#### What is needed:
Given the records below, would you repeat exactly the lines that begin at the one containing "If you would be willing to indicate the overcast" and end at the one containing "If you would be willing to indicate the parked", inclusive?

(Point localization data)
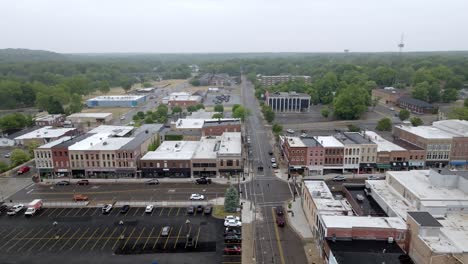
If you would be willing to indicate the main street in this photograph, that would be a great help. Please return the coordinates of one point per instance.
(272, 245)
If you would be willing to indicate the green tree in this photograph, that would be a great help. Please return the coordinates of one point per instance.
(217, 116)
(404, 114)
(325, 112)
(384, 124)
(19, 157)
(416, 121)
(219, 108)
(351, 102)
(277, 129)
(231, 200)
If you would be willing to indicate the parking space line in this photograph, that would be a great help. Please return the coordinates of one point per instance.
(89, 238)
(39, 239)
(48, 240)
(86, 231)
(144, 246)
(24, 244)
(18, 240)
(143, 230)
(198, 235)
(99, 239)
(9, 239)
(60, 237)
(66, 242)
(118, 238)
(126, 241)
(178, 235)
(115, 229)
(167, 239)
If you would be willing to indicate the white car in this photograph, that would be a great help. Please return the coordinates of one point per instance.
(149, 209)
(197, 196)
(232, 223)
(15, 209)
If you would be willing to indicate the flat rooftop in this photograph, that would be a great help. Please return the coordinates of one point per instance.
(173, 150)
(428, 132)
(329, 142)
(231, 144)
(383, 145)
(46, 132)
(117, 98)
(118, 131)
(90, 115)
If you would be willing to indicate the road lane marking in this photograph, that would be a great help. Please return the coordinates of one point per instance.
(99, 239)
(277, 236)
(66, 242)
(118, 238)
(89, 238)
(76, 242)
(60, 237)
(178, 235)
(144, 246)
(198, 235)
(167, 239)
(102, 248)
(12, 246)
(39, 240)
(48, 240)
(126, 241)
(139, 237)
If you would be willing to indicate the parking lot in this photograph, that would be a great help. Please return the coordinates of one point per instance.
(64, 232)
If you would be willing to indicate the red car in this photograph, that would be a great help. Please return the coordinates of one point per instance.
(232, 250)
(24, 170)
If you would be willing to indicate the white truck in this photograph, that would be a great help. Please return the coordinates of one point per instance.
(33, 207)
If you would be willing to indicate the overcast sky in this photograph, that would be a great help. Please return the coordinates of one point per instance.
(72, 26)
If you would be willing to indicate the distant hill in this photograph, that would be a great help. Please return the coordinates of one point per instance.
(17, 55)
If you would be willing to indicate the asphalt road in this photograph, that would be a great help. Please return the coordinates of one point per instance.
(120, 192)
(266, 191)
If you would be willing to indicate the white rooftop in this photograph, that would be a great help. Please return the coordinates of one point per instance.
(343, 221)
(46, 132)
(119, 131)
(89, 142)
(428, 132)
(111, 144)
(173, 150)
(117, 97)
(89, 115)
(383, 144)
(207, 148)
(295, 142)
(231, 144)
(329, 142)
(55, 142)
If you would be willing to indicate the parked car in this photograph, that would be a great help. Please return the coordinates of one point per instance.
==
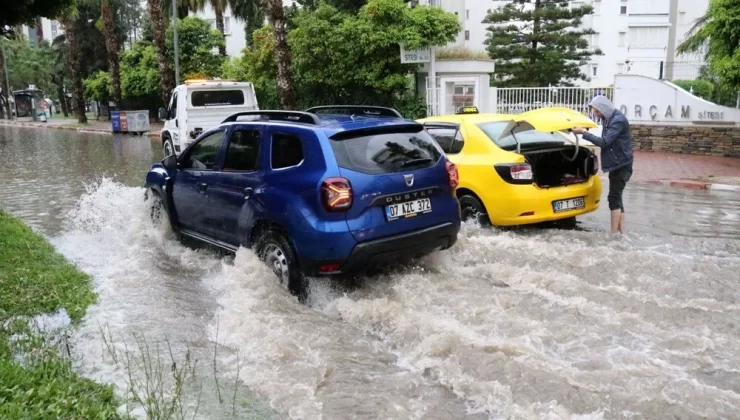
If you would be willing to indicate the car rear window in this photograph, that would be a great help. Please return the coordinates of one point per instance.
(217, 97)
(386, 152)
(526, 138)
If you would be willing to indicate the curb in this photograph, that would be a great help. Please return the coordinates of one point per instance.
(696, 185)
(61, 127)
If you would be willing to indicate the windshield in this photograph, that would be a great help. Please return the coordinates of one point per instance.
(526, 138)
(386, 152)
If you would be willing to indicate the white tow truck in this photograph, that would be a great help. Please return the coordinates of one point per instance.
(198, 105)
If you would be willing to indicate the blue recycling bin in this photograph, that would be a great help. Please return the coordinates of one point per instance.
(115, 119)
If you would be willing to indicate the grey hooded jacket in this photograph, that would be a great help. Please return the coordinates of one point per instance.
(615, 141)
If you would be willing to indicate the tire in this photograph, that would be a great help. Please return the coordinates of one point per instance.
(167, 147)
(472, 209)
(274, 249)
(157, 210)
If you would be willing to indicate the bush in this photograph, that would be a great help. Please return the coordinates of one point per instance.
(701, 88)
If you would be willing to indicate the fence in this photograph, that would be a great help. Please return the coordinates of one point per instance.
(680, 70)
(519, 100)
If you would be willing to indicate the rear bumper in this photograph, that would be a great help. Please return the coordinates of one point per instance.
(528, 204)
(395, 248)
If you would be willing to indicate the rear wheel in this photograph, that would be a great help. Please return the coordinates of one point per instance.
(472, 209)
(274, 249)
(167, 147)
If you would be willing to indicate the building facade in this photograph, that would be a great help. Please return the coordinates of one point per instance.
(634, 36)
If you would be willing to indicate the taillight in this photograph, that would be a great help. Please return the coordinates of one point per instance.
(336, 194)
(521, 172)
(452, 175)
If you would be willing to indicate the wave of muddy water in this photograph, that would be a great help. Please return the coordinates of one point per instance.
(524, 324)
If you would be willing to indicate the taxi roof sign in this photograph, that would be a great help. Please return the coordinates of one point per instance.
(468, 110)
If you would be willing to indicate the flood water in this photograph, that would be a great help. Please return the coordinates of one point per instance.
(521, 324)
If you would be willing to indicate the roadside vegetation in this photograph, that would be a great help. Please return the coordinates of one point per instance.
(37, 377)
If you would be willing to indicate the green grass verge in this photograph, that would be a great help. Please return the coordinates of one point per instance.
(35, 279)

#### Exercise output:
If you would be willing to indicate the overcast sky in this photograph, that would be a great help. Please return the coordinates of one point per instance.
(72, 26)
If you would be willing to indicate the distant hill in this photograph, that would be a great help. Please return the coordinates of one point per instance.
(17, 55)
If you would be willing to indicate the asphalt road in this photograph, that would be a great help. Please return the coordinates of one point per instance.
(120, 192)
(266, 191)
If you would be willing to indicate the white rooftop in this photograph, that would be a great help. Please return the coordinates of one point per instance.
(343, 221)
(46, 132)
(119, 131)
(89, 142)
(428, 132)
(111, 144)
(173, 150)
(117, 97)
(89, 115)
(383, 144)
(207, 148)
(295, 142)
(231, 144)
(329, 142)
(55, 142)
If you would be willing to indicate the parked car in this photograph, that would be a great help. Please return the coordinates of one point per instance.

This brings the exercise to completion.